╔══
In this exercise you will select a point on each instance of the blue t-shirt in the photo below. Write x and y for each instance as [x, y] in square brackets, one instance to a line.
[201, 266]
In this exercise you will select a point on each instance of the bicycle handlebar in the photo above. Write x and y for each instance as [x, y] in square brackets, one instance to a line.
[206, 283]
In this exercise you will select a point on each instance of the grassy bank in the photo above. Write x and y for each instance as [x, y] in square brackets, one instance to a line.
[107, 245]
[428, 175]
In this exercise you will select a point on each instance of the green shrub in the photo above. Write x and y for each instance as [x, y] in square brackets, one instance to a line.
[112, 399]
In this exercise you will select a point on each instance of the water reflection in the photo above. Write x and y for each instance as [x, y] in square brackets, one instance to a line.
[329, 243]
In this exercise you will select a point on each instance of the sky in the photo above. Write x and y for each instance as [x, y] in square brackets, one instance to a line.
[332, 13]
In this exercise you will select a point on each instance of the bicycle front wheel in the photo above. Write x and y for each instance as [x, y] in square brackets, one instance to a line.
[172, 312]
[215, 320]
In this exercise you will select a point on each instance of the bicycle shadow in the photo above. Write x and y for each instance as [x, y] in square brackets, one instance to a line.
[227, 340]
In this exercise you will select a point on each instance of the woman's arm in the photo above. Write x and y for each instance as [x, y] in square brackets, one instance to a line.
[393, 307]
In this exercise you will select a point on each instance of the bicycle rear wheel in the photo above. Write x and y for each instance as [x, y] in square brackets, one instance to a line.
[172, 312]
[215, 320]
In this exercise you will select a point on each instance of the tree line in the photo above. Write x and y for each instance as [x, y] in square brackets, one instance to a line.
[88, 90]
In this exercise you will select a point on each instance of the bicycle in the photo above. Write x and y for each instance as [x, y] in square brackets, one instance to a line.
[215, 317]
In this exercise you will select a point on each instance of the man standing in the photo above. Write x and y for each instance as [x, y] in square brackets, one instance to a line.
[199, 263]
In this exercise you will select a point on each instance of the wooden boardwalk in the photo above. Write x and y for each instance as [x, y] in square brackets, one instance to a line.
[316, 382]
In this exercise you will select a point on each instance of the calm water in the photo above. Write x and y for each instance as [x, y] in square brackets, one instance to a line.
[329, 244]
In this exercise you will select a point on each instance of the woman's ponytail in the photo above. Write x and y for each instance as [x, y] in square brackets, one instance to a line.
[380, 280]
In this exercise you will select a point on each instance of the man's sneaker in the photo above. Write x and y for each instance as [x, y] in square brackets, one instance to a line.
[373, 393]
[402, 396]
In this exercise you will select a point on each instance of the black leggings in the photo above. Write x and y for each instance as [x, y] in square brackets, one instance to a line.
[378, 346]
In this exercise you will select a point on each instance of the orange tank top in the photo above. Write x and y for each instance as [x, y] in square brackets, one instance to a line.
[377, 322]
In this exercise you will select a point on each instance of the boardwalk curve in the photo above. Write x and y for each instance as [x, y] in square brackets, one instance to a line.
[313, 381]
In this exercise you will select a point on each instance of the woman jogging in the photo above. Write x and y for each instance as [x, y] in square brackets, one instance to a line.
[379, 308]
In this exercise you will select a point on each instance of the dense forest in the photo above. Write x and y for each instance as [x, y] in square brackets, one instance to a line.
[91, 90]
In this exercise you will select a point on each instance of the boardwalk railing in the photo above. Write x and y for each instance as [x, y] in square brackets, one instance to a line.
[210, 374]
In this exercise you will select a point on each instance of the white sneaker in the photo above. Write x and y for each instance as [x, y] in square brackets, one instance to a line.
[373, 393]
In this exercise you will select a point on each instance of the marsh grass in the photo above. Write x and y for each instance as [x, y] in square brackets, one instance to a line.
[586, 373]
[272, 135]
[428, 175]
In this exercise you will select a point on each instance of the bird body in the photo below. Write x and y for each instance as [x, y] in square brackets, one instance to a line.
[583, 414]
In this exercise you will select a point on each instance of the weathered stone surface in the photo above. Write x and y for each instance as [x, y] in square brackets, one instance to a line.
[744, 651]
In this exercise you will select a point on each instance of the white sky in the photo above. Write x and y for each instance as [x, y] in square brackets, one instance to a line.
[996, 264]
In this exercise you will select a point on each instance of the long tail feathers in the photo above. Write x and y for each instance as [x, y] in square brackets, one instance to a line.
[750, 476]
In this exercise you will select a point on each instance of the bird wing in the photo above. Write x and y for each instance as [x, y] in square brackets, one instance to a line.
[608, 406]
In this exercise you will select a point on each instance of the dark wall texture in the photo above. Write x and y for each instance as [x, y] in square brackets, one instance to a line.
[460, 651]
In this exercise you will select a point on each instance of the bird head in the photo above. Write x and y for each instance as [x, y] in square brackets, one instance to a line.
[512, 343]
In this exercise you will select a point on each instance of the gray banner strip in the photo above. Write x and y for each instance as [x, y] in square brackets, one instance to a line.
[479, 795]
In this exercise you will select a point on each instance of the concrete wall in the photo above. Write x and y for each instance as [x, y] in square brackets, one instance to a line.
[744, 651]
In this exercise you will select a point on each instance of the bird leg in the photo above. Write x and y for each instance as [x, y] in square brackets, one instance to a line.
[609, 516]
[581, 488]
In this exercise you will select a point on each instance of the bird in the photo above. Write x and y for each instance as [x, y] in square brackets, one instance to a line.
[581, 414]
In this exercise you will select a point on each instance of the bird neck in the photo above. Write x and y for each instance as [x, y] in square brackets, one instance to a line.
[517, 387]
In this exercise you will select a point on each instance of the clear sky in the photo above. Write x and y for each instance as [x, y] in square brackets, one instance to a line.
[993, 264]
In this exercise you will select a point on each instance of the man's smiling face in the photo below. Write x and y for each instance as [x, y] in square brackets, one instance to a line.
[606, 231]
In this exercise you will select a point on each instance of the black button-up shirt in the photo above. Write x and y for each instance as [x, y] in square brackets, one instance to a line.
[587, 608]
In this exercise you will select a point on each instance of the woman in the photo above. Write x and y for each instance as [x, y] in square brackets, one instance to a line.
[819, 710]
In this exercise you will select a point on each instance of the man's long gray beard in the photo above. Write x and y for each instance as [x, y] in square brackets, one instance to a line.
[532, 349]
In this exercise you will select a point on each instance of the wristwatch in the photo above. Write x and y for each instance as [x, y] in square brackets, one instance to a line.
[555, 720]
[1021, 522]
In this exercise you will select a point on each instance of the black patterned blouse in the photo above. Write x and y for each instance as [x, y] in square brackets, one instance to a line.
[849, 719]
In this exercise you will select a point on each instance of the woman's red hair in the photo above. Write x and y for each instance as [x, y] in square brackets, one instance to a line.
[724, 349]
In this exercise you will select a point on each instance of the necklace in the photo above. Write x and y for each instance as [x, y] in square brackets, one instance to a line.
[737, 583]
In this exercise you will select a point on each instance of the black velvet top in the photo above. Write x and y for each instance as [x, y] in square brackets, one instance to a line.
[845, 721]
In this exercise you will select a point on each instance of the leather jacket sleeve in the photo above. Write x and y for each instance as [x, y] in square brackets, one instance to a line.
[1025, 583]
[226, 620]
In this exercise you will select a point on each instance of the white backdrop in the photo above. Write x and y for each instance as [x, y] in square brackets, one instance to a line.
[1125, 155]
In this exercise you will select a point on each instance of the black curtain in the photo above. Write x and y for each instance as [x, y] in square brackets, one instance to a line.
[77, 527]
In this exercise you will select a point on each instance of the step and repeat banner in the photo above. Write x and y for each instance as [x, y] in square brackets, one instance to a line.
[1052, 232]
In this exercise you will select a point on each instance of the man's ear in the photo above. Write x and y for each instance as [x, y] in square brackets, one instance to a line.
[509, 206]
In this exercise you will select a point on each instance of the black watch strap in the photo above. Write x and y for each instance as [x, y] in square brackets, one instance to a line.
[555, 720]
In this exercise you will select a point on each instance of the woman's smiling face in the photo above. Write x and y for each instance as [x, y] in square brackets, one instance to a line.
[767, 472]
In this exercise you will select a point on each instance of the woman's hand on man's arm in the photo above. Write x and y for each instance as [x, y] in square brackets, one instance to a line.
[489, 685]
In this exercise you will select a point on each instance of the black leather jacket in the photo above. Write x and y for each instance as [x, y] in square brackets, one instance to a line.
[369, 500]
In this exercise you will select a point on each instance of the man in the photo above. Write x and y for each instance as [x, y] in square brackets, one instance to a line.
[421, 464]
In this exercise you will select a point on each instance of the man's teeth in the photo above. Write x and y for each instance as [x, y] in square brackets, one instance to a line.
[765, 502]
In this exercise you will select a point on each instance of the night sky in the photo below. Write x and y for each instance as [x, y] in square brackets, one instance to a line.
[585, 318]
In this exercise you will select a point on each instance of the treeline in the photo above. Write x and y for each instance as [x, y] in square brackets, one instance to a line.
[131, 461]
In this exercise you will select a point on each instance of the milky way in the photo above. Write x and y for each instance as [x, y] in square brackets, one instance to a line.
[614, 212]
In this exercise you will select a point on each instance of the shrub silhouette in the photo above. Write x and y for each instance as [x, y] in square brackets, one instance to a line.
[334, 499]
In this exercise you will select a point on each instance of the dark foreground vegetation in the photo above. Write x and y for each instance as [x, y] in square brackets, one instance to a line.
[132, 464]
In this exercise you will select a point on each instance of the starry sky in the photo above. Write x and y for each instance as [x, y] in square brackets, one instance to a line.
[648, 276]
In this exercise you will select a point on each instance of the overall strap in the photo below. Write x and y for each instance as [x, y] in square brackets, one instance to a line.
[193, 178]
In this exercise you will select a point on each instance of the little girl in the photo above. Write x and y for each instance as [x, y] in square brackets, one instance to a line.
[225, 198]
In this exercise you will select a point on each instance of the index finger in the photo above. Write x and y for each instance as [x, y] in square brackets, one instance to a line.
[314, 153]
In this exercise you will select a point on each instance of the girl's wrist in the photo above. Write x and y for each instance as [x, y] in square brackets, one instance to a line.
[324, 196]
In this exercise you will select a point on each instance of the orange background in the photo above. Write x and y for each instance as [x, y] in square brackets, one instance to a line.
╚══
**Challenge**: Would you give again, word for word, every line from the one with "of the index" through the final line of the listing above?

**Answer to this exercise**:
In this exercise you will select a point on each instance of the index finger in the photo above. Write x and y for each instance as [x, y] in square brackets, one instance to a line.
[314, 153]
In this exercise you will select a point on each instance of the girl's wrist in the photo above. Write x and y for each instance as [x, y] in square brackets, one instance to a line.
[324, 196]
In this exercise you will select a point on each instance of the orange background in the photo above. Write x and y for each instance as [x, y] in square brackets, one instance to a line.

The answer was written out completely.